-- BEGIN Source extract --

Suguru Generator

I am looking to create a Suguru game for the Arduboy.

As part of this, I am trying to work out the best approach to generate puzzles. I have am assuming a number of things:

  • fixed puzzle sizes, maybe 8x6, 10x7, 12 x8. Actual sizes might be restricted by the screen resolution and graphics I choose!
  • predetermined layouts for the blocks. I am hoping to have many layouts per puzzle size stored in PROGMEM for variety.

So, the question is how to generate these.

I am assuming I will start by populating a complete puzzle then removing pieces to obtain a starting point.

I can do it using a ‘brute force’ approach across the entire board or (more likely) by progressing from one block to another by randomly placing the tiles and then comparing the placement against the previously placed blocks. If a block cannot be populated randomly, then entire process is aborted and the started again.

This might end up in an endless loop! Does anyone have any other ideas on how to populate the board?

Once populated, I can then remove pieces to work back to a starting point … but how to do that logically so that the puzzle has enough detail to allow someone to solve it?

Are you planning to generate the puzzles actually on the Arduboy or generate them by computer and then store them on the Arduboy?

Also, does it matter if a puzzle has more than one solution?

On the Arduboy … and multiple solutions are fine.

I am prototyping it in another language and it looks scary to ‘brute force’ it.

This sounds interesting!
At first I was confused, thinking of Sugru - the neat adhesive!
… But then I found a guide to playing Suguru. Looks challenging :slight_smile:

Re. generation - I wonder if it’s like Sudoku? Algorithmically produced Sudoku isn’t as fun to play as those crafted by a human… You almost need an understanding of how people solve the problem, and what makes the process fun.

-- END Source extract --
-- BEGIN Supplied records --

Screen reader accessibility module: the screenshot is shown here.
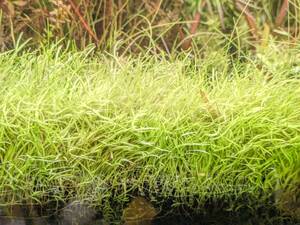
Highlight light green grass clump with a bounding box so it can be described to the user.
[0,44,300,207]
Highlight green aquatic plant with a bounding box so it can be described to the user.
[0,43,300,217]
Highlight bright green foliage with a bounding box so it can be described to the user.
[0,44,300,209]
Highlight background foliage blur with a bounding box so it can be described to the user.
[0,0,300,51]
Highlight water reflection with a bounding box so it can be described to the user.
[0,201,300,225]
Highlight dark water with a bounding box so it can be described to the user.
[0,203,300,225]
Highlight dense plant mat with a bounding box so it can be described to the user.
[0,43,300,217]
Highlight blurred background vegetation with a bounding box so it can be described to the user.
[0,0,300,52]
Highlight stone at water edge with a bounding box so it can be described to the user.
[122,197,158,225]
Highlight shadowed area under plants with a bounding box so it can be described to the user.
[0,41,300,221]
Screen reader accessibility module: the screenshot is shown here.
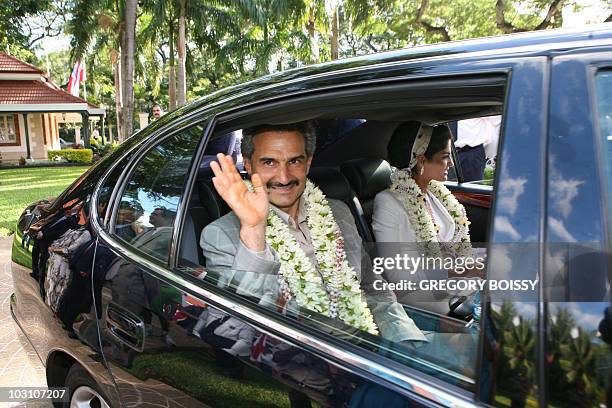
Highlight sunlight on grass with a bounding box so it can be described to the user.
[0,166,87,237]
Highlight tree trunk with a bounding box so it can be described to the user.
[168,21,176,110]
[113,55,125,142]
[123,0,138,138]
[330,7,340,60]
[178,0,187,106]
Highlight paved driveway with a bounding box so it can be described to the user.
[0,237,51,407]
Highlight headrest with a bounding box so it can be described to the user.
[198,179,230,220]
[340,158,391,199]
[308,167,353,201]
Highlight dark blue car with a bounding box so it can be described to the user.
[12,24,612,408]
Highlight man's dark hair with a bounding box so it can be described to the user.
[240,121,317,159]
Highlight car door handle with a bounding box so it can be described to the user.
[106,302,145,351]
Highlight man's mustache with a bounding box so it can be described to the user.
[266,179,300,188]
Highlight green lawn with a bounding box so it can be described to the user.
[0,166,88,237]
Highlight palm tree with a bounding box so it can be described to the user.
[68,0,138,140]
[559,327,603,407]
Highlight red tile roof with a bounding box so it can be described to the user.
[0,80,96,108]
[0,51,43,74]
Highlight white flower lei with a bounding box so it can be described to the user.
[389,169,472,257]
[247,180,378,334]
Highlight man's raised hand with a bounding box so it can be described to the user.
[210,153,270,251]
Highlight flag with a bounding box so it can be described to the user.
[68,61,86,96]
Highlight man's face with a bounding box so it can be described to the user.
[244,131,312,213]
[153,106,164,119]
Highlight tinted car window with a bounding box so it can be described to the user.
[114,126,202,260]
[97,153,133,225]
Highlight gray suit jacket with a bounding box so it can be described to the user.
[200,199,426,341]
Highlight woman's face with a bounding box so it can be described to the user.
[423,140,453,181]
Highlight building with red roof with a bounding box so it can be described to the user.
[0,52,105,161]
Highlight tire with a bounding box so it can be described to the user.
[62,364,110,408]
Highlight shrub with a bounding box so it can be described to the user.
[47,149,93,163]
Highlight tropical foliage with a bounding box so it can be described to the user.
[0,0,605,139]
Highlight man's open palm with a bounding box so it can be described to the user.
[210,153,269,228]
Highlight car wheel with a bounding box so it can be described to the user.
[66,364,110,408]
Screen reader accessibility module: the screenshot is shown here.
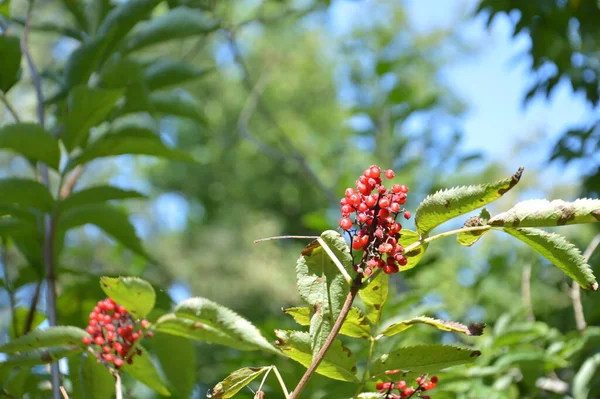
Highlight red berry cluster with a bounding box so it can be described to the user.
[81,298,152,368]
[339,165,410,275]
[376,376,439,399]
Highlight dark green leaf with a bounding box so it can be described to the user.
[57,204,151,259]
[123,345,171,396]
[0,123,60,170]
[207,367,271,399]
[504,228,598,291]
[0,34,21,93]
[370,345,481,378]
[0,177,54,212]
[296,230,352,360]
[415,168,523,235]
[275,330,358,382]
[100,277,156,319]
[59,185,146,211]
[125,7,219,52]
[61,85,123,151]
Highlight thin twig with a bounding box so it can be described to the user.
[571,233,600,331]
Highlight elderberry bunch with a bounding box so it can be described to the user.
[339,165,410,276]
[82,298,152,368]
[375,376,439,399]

-- END Supplied records --
-- BEGIN Supplied records --

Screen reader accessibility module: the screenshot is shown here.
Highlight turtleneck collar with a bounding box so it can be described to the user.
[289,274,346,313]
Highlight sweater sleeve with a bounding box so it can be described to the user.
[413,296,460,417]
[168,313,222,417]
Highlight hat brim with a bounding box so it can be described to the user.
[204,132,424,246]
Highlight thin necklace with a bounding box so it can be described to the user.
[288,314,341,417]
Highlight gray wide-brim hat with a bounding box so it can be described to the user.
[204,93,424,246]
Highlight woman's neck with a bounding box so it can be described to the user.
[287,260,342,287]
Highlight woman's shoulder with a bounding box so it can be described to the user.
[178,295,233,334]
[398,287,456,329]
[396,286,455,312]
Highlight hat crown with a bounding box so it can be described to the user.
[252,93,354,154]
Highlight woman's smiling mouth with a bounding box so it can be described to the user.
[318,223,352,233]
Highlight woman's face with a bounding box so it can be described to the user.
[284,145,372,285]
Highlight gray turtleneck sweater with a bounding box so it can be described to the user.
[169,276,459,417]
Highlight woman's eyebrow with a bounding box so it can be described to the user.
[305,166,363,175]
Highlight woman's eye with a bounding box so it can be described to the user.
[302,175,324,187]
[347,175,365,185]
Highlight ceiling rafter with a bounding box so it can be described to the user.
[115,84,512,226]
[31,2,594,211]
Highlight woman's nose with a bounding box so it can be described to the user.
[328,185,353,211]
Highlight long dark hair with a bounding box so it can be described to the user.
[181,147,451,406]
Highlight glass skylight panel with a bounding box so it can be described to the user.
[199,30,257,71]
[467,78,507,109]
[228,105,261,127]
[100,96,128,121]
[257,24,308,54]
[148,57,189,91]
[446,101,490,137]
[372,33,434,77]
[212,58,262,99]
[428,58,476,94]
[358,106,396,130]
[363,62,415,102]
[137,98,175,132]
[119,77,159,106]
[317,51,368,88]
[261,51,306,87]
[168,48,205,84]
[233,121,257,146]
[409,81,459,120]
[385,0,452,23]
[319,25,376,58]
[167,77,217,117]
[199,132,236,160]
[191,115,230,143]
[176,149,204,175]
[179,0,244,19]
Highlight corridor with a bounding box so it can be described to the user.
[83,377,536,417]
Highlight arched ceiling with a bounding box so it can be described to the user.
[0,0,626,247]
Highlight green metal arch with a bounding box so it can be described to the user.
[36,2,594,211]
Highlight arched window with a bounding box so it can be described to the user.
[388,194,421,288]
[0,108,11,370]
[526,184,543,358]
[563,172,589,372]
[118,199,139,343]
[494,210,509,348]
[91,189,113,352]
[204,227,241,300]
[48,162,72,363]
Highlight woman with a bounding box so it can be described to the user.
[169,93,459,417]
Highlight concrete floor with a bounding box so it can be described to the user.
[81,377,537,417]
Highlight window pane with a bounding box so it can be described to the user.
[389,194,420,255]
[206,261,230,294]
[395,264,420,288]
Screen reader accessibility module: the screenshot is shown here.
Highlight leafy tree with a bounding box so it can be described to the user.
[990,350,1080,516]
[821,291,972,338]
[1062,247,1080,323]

-- END Supplied records --

Required work.
- 1) In the listing, give everything from the line with "Highlight dark water" down to the line with "[0,237,51,407]" again, swapping "bounding box" for "frame" and changing nothing else. Leave the pictures out.
- 2) Write the next part of the Suguru puzzle generator thread, picking up after its last post.

Final results.
- 1)
Highlight dark water with a frame so it can be described to the user.
[0,203,300,225]
Highlight dense plant mat with a frame so it can be described to the user.
[0,43,300,217]
Highlight blurred background vegetation with a frame so it can be described to the user.
[0,0,300,52]
Highlight stone at water edge with a frame so it can be described to the user.
[122,197,158,225]
Highlight shadowed area under plants with a frame so it can be described to the user.
[0,41,300,221]
Screen reader accessibility module: the screenshot is shown here.
Highlight sunlight on grass with a frame so it can be described to the user.
[0,166,87,237]
Highlight tree trunk with a frame so it can be described to the user.
[168,21,176,110]
[113,55,125,142]
[123,0,138,138]
[330,7,340,60]
[178,0,187,106]
Highlight paved driveway with a frame so it can be described to the user.
[0,237,51,407]

- 2)
1 Like

My first attempt produced a 5x5 grid that cannot be populated!

Time to refine the code.

I wrote this attempt in VBA (in Excel, something installed on my work machine).

The left hand side defines the blocks, the right hand side is showing a partial iteration. I ran it over night and the furtherest it got was to block 12. I didn’t count the iterations but am guessing it would have done tens of thousands of attempts.

The issue with the code (and maybe the problem) is that you cannot just back-track a block and retry as it could be any of the early blocks that have dictated subsequent blocks and ultimately led to an impasse. When the process restarts, it simply tries all the combinations again thus covering old ground.

Any ideas on how to improve this algorithm?

The attached is a Macro enabled Excel spreadsheet. Yes, Excel. (22.3 KB)

That’s going to restrict which techniques you can use…

Upon seeing the right hand side, my instinct is to suggest that you start collecting list of numbers that each cell can’t contain.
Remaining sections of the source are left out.